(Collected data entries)
□ □ □
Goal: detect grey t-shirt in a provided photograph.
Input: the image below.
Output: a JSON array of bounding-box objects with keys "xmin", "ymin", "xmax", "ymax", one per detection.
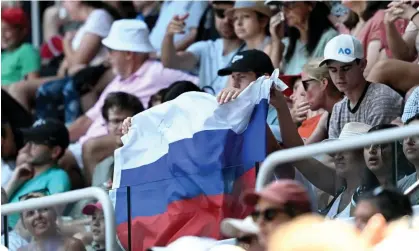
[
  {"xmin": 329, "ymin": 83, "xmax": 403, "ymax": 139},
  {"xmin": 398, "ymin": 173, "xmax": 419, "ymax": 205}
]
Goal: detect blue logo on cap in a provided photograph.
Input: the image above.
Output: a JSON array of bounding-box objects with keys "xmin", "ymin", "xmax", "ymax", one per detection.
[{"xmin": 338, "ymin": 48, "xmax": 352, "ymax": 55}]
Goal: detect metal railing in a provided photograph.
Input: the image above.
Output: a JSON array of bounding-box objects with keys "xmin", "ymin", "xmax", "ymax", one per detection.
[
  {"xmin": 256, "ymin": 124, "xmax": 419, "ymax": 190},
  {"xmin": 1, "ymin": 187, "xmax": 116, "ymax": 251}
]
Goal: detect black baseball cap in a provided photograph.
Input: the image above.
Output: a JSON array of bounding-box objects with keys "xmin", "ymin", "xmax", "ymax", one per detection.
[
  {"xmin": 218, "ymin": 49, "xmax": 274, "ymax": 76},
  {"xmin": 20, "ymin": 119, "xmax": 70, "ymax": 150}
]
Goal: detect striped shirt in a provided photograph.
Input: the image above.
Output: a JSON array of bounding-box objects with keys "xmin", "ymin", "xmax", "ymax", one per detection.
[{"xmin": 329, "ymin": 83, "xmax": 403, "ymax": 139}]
□ □ □
Copy all the records above exactly, but leave out the pictures.

RESPONSE BOX:
Goal: detect grey t-shirt in a provided photograph.
Input: the image below.
Output: a JSON array of bounding-box objects with keys "xmin", "ymin", "xmax", "ymax", one per detection.
[
  {"xmin": 329, "ymin": 83, "xmax": 403, "ymax": 139},
  {"xmin": 398, "ymin": 173, "xmax": 419, "ymax": 205}
]
Goal: detect blue logo on cap in a provided photograph.
Input: the image above.
Output: a JSON array of bounding-box objects with keys "xmin", "ymin", "xmax", "ymax", one per detection.
[{"xmin": 338, "ymin": 48, "xmax": 352, "ymax": 55}]
Goal: detect metal railing in a provided photograph.
Input: the image above.
Output: a JSON array of bounding-box objects with keys "xmin", "ymin", "xmax", "ymax", one per detection.
[
  {"xmin": 256, "ymin": 124, "xmax": 419, "ymax": 190},
  {"xmin": 1, "ymin": 187, "xmax": 116, "ymax": 251}
]
Goal: detect black baseball cap in a provided photograph.
Input: the image above.
Output: a JSON array of bounding-box objects with keys "xmin", "ymin", "xmax", "ymax", one per detection.
[
  {"xmin": 218, "ymin": 49, "xmax": 274, "ymax": 76},
  {"xmin": 20, "ymin": 119, "xmax": 70, "ymax": 150}
]
Goal: detect striped shirt in a provided photograph.
Input: the image above.
Output: a JSON array of bounding-box objects with keys "xmin", "ymin", "xmax", "ymax", one per detection.
[{"xmin": 329, "ymin": 83, "xmax": 403, "ymax": 139}]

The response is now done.